** Start of ENTRIES SHOWN **
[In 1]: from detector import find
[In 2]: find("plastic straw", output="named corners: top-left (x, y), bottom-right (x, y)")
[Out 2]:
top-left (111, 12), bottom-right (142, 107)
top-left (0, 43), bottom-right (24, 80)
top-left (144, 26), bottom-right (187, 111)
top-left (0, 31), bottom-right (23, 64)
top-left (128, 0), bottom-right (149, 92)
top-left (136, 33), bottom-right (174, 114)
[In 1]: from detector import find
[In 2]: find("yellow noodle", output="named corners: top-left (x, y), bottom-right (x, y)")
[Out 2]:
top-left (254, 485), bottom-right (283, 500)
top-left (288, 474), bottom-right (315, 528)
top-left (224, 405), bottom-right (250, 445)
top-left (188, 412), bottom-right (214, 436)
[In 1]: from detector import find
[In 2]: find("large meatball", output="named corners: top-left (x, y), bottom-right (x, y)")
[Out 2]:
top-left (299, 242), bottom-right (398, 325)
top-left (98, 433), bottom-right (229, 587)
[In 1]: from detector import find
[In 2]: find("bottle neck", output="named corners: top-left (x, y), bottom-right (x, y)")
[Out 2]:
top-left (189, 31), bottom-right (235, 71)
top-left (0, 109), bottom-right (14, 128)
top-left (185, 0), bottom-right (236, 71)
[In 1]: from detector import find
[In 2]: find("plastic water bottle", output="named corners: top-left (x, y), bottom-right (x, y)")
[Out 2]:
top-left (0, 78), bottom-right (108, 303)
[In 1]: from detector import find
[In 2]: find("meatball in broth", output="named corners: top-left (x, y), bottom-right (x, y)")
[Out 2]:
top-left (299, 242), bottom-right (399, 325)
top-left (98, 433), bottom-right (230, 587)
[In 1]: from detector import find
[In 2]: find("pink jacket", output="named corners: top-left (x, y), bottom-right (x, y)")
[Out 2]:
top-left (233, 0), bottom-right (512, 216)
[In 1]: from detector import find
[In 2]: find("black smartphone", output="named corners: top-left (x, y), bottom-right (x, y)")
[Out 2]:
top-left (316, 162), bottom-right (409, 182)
** End of ENTRIES SHOWN **
EXERCISE TASK
Convert every line of the data above into a JSON list of strings, one string per line, leaving out any blank lines.

THE COMPLETED TASK
[
  "[In 1]: from detector import find",
  "[In 2]: find(\"plastic straw\", output=\"named corners: top-left (x, y), bottom-right (x, y)\")",
  "[Out 2]:",
  "top-left (111, 12), bottom-right (142, 107)",
  "top-left (0, 43), bottom-right (24, 80)",
  "top-left (144, 26), bottom-right (187, 111)",
  "top-left (0, 31), bottom-right (23, 64)",
  "top-left (128, 0), bottom-right (149, 92)",
  "top-left (136, 33), bottom-right (174, 114)",
  "[In 1]: from detector import find",
  "[In 2]: find(\"yellow noodle\", output=\"named corners: top-left (x, y), bottom-right (x, y)\")",
  "[Out 2]:",
  "top-left (254, 485), bottom-right (283, 500)",
  "top-left (288, 474), bottom-right (315, 528)",
  "top-left (224, 405), bottom-right (250, 445)",
  "top-left (188, 412), bottom-right (214, 436)",
  "[In 1]: from detector import find",
  "[In 2]: find(\"large meatball\", output=\"named corners: top-left (x, y), bottom-right (x, y)\")",
  "[Out 2]:",
  "top-left (299, 242), bottom-right (398, 325)",
  "top-left (98, 433), bottom-right (229, 587)",
  "[In 1]: from detector import find",
  "[In 2]: find(\"bottle neck\", output=\"named corners: top-left (x, y), bottom-right (x, y)\")",
  "[Out 2]:",
  "top-left (189, 31), bottom-right (235, 71)",
  "top-left (0, 109), bottom-right (14, 128)",
  "top-left (185, 0), bottom-right (236, 71)",
  "[In 1]: from detector import find",
  "[In 2]: find(\"plastic water bottle\", output=\"named corners: top-left (x, y), bottom-right (x, y)\")",
  "[Out 2]:",
  "top-left (0, 78), bottom-right (108, 303)",
  "[In 1]: from detector import find",
  "[In 2]: find(\"meatball in broth\", output=\"named corners: top-left (x, y), bottom-right (x, y)\")",
  "[Out 2]:",
  "top-left (299, 242), bottom-right (399, 325)",
  "top-left (98, 433), bottom-right (230, 587)",
  "[In 1]: from detector import find",
  "[In 2]: find(\"pink jacket\", output=\"named corners: top-left (x, y), bottom-right (x, y)\")",
  "[Out 2]:",
  "top-left (233, 0), bottom-right (512, 216)",
  "[In 1]: from detector import find",
  "[In 2]: find(\"black smartphone\", output=\"named corners: top-left (x, y), bottom-right (x, y)\")",
  "[Out 2]:",
  "top-left (316, 162), bottom-right (409, 182)"
]